DATA TO EXAMINE:
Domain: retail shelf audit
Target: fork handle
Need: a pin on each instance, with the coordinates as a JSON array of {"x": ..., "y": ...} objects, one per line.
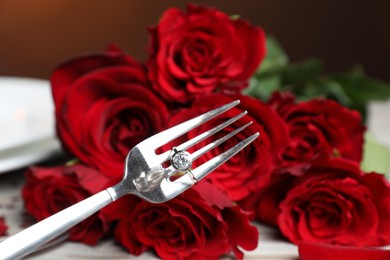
[{"x": 28, "y": 240}]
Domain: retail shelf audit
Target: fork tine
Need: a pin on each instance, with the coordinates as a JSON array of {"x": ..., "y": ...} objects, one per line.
[
  {"x": 178, "y": 130},
  {"x": 188, "y": 144},
  {"x": 195, "y": 155},
  {"x": 201, "y": 171}
]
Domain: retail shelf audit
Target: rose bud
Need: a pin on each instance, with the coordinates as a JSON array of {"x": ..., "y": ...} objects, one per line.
[
  {"x": 318, "y": 128},
  {"x": 335, "y": 203},
  {"x": 249, "y": 170},
  {"x": 104, "y": 107},
  {"x": 201, "y": 223}
]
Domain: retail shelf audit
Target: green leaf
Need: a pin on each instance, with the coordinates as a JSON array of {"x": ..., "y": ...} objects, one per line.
[
  {"x": 375, "y": 156},
  {"x": 262, "y": 89}
]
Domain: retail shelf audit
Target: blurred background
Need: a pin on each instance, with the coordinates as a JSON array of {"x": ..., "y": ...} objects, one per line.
[{"x": 35, "y": 35}]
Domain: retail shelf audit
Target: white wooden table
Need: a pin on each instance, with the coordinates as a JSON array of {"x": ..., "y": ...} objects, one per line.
[{"x": 270, "y": 247}]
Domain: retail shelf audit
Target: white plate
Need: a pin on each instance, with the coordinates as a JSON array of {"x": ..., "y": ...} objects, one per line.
[{"x": 27, "y": 132}]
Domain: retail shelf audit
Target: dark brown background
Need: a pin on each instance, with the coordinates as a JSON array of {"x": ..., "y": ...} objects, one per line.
[{"x": 35, "y": 35}]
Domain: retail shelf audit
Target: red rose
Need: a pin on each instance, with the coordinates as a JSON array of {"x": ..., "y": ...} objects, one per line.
[
  {"x": 3, "y": 227},
  {"x": 335, "y": 203},
  {"x": 318, "y": 128},
  {"x": 250, "y": 169},
  {"x": 104, "y": 106},
  {"x": 310, "y": 251},
  {"x": 189, "y": 226},
  {"x": 50, "y": 190},
  {"x": 196, "y": 52}
]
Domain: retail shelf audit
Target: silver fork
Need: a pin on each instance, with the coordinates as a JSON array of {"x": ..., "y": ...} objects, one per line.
[{"x": 144, "y": 176}]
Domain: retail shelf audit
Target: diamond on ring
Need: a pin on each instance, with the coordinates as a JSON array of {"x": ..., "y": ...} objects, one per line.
[{"x": 181, "y": 160}]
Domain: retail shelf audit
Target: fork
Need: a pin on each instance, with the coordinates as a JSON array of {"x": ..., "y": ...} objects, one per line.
[{"x": 144, "y": 176}]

EXERCISE DIRECTIONS:
Filter the entries and copy each line with "Target".

EXERCISE OUTPUT:
Target: fork handle
Target: fork tine
Target: rose bud
Target: green leaf
Target: blurred background
Target: white wooden table
Target: white plate
Target: dark brown background
Target: red rose
Target: silver fork
Target: diamond on ring
Target: fork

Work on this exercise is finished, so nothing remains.